**STATED EXERCISE A:** Output the part of the Girard Academic Music Program passage starting at "Since 1979, the" and ending at "Places in 1986.", copied word for word.
----- DOCUMENT EXTRACT -----
The Girard Academic Music Program (GAMP) is a public magnet secondary school in Philadelphia, Pennsylvania, and is part of the School District of Philadelphia, covering grades five through twelve.  All students are able to pursue music as a major subject area.

History 
The Girard Academic Music Program began operation in September 1974 as an alternative program within the Stephen Girard School at 18th and Snyder Avenue. It began with one 4th and one 5th grade class of approximately 55 students, 2 academic teachers, 1 teacher's aide and 1 music teacher/coordinator. They were the pioneers who initiated the academic and musical success of the school. Over its lifetime, the school has been based in several locations. From its inception until 1976, it was located in the Trinity Church Parish House at 18th & Wolf Streets). In 1976, it moved to the Armory, now owned by St. Rita's Church, located at Broad & Wharton Streets.

Since 1979, the school has been located in the former Edgar Allan Poe School at 22nd & Ritner Streets, in the Girard Estate neighborhood of Philadelphia, Pennsylvania. The building was designed by Henry deCoursey Richards and built in 1913–1914. It is a four-story, five bay, brick and limestone building on a raised basement in the Tudor Revival-style. It features a three-bay, projecting center section with an arched limestone entrance, decorative panels, and a parapet with battlement cuts.  It was named for author Edgar Allan Poe. The Poe school was added to the National Register of Historic Places in 1986.
----- RECORD LIST -----
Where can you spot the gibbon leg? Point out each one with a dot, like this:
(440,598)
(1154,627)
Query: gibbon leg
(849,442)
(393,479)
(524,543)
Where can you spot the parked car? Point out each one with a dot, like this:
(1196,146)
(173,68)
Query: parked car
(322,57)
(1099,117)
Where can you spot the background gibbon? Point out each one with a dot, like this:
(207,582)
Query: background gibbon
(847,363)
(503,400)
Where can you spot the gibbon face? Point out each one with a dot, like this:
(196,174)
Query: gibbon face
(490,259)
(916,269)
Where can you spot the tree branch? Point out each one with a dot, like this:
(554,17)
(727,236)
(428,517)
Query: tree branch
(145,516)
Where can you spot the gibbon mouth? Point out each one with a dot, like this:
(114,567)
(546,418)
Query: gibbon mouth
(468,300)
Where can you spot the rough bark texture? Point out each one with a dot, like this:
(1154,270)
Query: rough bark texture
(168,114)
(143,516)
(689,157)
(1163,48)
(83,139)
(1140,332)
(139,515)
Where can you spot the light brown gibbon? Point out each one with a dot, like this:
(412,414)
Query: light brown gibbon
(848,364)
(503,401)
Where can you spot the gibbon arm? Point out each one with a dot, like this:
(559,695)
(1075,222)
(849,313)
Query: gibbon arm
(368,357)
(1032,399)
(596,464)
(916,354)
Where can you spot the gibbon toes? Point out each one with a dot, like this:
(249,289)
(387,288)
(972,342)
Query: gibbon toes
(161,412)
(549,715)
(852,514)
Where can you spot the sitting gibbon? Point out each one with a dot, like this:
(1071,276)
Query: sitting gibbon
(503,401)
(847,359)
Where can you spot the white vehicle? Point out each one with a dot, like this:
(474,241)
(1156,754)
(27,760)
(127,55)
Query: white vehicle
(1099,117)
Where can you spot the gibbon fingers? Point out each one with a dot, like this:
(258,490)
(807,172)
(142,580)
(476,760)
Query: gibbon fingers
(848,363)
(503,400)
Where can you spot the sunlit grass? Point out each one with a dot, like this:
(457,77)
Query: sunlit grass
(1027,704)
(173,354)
-----
**STATED EXERCISE B:** Count the lines in the records above that contain the string "light", and reply with only that number.

**EXPECTED OUTPUT A:**
Since 1979, the school has been located in the former Edgar Allan Poe School at 22nd & Ritner Streets, in the Girard Estate neighborhood of Philadelphia, Pennsylvania. The building was designed by Henry deCoursey Richards and built in 1913–1914. It is a four-story, five bay, brick and limestone building on a raised basement in the Tudor Revival-style. It features a three-bay, projecting center section with an arched limestone entrance, decorative panels, and a parapet with battlement cuts.  It was named for author Edgar Allan Poe. The Poe school was added to the National Register of Historic Places in 1986.

**EXPECTED OUTPUT B:** 2